SUPPLIED DATA =

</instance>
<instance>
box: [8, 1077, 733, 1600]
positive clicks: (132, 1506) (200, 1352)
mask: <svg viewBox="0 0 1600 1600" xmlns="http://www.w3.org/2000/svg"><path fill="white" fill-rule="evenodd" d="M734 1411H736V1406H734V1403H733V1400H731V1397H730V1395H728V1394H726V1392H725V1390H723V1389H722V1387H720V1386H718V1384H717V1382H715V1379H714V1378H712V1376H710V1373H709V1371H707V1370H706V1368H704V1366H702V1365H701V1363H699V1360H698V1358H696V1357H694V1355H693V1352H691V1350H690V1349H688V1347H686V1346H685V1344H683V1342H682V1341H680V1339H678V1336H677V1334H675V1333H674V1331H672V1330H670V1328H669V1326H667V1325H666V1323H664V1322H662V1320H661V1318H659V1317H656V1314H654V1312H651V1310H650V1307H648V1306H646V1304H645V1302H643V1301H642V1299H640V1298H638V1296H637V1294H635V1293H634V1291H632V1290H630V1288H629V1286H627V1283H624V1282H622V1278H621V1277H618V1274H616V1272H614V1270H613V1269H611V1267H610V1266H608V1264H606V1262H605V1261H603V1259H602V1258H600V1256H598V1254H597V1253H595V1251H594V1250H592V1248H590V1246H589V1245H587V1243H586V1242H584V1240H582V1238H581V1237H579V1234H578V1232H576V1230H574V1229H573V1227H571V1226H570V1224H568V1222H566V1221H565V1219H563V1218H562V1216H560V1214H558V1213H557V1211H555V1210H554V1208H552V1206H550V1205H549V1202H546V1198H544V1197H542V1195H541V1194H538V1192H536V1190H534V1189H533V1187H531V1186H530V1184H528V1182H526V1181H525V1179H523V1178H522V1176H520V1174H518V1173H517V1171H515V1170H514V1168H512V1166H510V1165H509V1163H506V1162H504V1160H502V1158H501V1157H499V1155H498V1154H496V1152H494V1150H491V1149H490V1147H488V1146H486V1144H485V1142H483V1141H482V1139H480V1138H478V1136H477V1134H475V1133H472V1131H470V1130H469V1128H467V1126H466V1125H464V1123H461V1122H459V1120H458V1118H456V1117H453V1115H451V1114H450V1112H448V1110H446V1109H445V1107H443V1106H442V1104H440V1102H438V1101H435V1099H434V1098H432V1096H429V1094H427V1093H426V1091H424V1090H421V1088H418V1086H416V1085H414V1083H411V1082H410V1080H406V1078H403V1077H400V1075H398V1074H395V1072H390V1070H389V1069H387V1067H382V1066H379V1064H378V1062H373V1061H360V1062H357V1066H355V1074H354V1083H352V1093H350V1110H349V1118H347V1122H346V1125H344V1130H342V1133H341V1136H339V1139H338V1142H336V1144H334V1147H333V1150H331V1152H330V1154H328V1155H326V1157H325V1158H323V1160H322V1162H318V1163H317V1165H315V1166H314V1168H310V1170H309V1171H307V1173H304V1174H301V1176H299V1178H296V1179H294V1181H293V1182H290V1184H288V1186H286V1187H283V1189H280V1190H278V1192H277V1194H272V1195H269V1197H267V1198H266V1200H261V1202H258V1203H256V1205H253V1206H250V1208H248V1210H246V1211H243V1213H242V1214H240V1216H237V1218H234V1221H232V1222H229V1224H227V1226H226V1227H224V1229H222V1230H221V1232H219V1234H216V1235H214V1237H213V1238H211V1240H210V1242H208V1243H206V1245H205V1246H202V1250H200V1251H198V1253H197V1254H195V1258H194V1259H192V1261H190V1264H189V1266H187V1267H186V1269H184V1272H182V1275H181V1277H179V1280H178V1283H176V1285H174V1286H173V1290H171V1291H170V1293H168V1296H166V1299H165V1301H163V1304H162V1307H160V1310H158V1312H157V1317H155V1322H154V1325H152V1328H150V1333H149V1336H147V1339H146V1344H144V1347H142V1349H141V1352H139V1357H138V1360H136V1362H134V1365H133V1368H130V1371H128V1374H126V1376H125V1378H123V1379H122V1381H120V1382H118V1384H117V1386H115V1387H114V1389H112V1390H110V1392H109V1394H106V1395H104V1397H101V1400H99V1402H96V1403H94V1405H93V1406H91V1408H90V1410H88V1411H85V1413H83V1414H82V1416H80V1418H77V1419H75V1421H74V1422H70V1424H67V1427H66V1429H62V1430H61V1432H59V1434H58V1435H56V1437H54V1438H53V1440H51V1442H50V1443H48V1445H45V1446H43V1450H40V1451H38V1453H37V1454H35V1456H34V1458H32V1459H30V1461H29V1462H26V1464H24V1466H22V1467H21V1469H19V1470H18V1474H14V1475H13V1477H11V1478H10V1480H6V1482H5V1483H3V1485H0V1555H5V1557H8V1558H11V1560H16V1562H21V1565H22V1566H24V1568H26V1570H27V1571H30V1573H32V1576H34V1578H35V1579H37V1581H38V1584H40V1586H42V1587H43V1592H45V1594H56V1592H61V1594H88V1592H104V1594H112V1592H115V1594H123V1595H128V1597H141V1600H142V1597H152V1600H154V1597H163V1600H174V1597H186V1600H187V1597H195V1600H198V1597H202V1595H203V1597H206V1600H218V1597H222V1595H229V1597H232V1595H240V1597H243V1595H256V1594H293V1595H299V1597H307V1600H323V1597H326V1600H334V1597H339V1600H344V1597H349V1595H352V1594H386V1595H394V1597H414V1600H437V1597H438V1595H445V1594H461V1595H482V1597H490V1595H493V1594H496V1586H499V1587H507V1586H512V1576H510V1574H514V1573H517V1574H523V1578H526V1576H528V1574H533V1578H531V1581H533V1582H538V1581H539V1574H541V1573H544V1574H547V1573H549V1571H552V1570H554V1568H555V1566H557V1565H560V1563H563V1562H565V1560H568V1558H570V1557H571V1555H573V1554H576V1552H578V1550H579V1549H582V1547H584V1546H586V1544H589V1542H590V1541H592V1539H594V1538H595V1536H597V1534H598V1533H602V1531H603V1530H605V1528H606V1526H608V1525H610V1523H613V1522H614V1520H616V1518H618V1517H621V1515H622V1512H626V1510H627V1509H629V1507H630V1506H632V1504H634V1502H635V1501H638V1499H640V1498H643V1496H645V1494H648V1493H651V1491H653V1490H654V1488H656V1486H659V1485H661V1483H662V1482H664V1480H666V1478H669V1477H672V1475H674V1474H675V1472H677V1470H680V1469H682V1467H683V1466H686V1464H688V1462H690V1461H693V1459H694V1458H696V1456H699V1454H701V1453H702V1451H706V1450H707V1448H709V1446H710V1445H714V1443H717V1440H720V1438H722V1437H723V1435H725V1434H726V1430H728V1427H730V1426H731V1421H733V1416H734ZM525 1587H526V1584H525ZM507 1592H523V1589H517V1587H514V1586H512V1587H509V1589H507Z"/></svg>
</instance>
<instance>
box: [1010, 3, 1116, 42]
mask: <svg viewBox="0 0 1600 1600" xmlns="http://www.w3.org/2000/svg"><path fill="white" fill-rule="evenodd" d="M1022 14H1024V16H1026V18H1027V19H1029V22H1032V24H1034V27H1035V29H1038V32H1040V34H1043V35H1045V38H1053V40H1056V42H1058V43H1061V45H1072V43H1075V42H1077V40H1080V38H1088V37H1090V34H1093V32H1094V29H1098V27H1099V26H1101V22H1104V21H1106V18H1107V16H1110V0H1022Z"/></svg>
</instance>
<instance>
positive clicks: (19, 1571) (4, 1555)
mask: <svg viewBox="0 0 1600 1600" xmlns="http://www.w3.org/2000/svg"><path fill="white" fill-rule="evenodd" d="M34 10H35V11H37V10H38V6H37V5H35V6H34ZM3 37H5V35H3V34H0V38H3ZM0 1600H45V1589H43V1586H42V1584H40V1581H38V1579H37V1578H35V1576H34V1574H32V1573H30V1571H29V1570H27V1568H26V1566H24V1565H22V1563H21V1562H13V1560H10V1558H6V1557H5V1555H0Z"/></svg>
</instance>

PROBLEM TO WORK ON =
In the records above, locate every line with the string "positive" and copy it.

ANSWER FOR THE TASK =
positive clicks: (132, 1506) (200, 1352)
positive clicks: (19, 1571) (4, 1555)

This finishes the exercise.